(Collection entries)
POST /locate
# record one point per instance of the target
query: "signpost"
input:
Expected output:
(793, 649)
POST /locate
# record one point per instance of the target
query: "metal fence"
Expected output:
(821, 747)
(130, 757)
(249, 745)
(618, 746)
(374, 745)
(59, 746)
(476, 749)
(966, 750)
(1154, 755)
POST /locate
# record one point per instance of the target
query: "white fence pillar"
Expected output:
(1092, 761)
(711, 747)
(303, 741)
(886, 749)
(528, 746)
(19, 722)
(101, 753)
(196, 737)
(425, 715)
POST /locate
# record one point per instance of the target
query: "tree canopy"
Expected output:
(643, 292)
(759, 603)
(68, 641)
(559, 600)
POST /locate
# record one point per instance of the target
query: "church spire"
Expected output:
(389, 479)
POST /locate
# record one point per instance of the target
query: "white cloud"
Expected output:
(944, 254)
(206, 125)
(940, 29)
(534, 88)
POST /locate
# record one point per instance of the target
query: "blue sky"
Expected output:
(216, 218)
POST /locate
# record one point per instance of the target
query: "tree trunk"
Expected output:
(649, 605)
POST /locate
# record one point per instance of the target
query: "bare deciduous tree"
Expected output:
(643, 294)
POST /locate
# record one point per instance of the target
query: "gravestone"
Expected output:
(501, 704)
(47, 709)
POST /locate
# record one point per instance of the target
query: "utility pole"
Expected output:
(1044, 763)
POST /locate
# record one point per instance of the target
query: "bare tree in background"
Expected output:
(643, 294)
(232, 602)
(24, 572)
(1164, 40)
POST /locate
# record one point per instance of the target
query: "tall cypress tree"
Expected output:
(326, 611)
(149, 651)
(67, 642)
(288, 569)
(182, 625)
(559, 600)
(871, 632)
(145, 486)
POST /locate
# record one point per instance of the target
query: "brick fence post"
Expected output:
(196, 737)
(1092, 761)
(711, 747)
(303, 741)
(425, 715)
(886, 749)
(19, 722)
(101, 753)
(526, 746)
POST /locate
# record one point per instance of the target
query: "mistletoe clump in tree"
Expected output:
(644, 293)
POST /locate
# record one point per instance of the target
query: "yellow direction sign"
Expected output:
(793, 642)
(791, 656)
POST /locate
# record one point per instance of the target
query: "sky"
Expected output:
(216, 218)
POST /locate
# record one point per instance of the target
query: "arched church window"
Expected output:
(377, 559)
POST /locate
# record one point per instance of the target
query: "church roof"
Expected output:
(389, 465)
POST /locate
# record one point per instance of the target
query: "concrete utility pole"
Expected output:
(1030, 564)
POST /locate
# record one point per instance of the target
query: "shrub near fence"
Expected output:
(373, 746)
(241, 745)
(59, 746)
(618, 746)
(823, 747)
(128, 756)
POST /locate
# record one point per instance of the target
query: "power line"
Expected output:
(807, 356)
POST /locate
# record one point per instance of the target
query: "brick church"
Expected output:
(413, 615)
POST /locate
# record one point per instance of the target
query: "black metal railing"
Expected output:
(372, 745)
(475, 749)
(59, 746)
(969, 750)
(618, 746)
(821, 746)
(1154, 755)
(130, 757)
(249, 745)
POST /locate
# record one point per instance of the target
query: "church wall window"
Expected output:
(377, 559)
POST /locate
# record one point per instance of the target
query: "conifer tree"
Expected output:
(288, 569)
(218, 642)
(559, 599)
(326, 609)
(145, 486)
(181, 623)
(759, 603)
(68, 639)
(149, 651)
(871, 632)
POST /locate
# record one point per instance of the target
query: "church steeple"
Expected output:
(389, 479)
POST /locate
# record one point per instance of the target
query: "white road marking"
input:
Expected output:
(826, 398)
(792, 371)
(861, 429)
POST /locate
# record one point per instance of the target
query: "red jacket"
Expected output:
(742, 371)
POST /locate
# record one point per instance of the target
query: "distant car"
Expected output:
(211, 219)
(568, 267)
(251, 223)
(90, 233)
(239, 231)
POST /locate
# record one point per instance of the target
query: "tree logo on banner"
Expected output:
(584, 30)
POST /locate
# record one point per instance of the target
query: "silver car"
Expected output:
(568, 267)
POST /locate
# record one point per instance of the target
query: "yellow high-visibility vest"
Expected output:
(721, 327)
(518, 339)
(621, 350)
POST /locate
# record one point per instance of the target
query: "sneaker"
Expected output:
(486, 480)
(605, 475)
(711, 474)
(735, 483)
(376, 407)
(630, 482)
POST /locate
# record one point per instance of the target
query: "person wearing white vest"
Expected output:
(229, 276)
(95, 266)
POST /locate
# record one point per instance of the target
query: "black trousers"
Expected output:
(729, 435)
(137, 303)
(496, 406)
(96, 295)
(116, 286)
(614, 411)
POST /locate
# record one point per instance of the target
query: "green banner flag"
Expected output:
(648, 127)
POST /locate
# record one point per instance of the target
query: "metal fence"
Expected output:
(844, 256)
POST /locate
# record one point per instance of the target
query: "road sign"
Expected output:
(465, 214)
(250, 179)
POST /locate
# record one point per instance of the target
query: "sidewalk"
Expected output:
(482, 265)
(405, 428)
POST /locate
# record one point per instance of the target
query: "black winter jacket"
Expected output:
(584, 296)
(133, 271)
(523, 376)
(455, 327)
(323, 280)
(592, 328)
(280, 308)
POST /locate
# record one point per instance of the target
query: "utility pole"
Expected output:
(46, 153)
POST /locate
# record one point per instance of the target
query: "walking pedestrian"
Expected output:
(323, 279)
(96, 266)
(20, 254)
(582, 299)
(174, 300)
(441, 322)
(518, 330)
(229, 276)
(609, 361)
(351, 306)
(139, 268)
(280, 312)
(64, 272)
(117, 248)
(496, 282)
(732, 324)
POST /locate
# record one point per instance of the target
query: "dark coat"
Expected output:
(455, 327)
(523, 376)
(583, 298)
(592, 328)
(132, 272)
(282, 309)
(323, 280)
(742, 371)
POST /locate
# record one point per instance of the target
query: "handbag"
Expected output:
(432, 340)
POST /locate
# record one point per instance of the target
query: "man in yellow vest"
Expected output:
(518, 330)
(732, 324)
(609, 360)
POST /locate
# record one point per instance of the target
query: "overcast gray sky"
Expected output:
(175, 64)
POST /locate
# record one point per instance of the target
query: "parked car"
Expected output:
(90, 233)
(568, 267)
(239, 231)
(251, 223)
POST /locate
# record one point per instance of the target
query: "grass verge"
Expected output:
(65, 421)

(WORK TASK) Look through the records above and please copy every line in which the string "bare" occurs.

(RESULT OF THE TASK)
query: "bare deciduous tree"
query: "bare tree in background"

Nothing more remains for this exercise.